PAGE EXCERPT:
□ □ □ □ □ □ □

The following are the principal operations of taste; to bring the sensuous and spiritual powers of man into harmony, and to unite them in a close alliance. Consequently, whenever such an intimate alliance between reason and the senses is suitable and legitimate, taste may be allowed influence. But taste reaches the bounds which it is not permitted to pass without defeating its end or removing us from our duty, in all cases where the bond between mind and matter is given up for a time, where we must act for the time as purely creatures of reason, whether it be to attain an end or to perform a duty. Cases of this kind do really occur, and they are even incumbent on us in carrying out our destiny.

For we are destined to obtain knowledge and to act from knowledge. In both cases a certain readiness is required to exclude the senses from that which the spirit does, because feelings must be abstracted from knowledge, and passion or desire from every moral act of the will.

When we know, we take up an active attitude, and our attention is directed to an object, to a relation between different representations. When we feel, we have a passive attitude, and our attention - if we may call that so, which is no conscious operation of the mind - is only directed to our own condition, as far as it is modified by the impression received. Now, as we only feel and do not know the beautiful, we do not distinguish any relation between it and other objects, we do not refer its representation to other representations, but to ourselves who have experienced the impression. We learn or experience nothing in the beautiful object, but we perceive a change occasioned by it in our own condition, of which the impression produced is the expression. Accordingly our knowledge is not enlarged by judgments of taste, and no knowledge, not even that of beauty, is obtained by the feeling of beauty. Therefore, when knowledge is the object, taste can give us no help, at least directly and immediately; on the contrary, knowledge is shut out as long as we are occupied with beauty.

But it may be objected, What is the use then of a graceful embodiment of conceptions, if the object of the discussion or treatise, which is simply and solely to produce knowledge, is rather hindered than benefited by ornament? To convince the understanding this gracefulness of clothing can certainly avail as little as the tasteful arrangement of a banquet can satisfy the appetite of the guests, or the outward elegance of a person can give a clue to his intrinsic worth. But just as the appetite is excited by the beautiful arrangement of the table, and attention is directed to the elegant person in question, by the attractiveness of the exterior, so also we are placed in a favorable attitude to receive truth by the charming representation given of it; we are led to open our souls to its reception, and the obstacles are removed from our minds which would have otherwise opposed the difficult pursuit of a long and strict concatenation of thought. It is never the contents, the substance, that gains by the beauty of form; nor is it the understanding that is helped by taste in the act of knowing. The substance, the contents, must commend themselves to the understanding directly, of themselves; whilst the beautiful form speaks to the imagination, and flatters it with an appearance of freedom.

□ □ □ □ □ □ □

PROVIDED DATA:
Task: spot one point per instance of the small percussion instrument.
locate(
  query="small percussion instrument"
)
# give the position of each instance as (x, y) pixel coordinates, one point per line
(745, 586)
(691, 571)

□ □ □ □ □ □ □

DIRECTION:
How would the passage on taste and knowledge continue? Write the next part, picking up after its final sentence.

FINAL ANSWER:
But even further limitations are necessary in this innocent subserviency to the senses, which is only allowed in the form, without changing anything in the substance. Great moderation must be always used, and sometimes the end in view may be completely defeated according to the kind of knowledge and degree of conviction aimed at in imparting our views to others. There is a scientific knowledge, which is based on clear conceptions and known principles; and a popular knowledge, which is founded on feelings more or less developed. What may be very useful to the latter is quite possibly adverse to the former.

When the object in view is to produce a strict conviction on principles, it is not sufficient to present the truth only in respect to its contents or subject; the test of the truth must at the same time be contained in the manner of its presentation. But this can mean nothing else than that not only the contents, but also the mode of stating them, must be according to the laws of thought. They must be connected in the presentation with the same strict logical sequence with which they are chained together in the seasonings of the understanding; the stability of the representation must guarantee that of the ideas. But the strict necessity with which the understanding links together reasonings and conclusions, is quite antagonistic to the freedom granted to imagination in matters of knowledge. By its very nature, the imagination strives after perceptions, that is, after complete and completely determinate representations, and is indefatigably active to represent the universal in one single case, to limit it in time and space, to make of every conception an individual, and to give a body to abstractions. Moreover, the imagination likes freedom in its combinations, and admits no other law in them than the accidental connection with time and space; for this is the only connection that remains to our representations, if we separate from them in thought all that is conception, all that binds them internally and substantially together. The understanding, following a diametrically opposite course, only occupies itself with part representations or conceptions, and its effort is directed to distinguish features in the living unity of a perception. The understanding proceeds on the same principles in putting together and taking to pieces, but it can only combine things by part-representations, just as it can separate them; for it only unites, according to their inner relations, things that first disclosed themselves in their separation.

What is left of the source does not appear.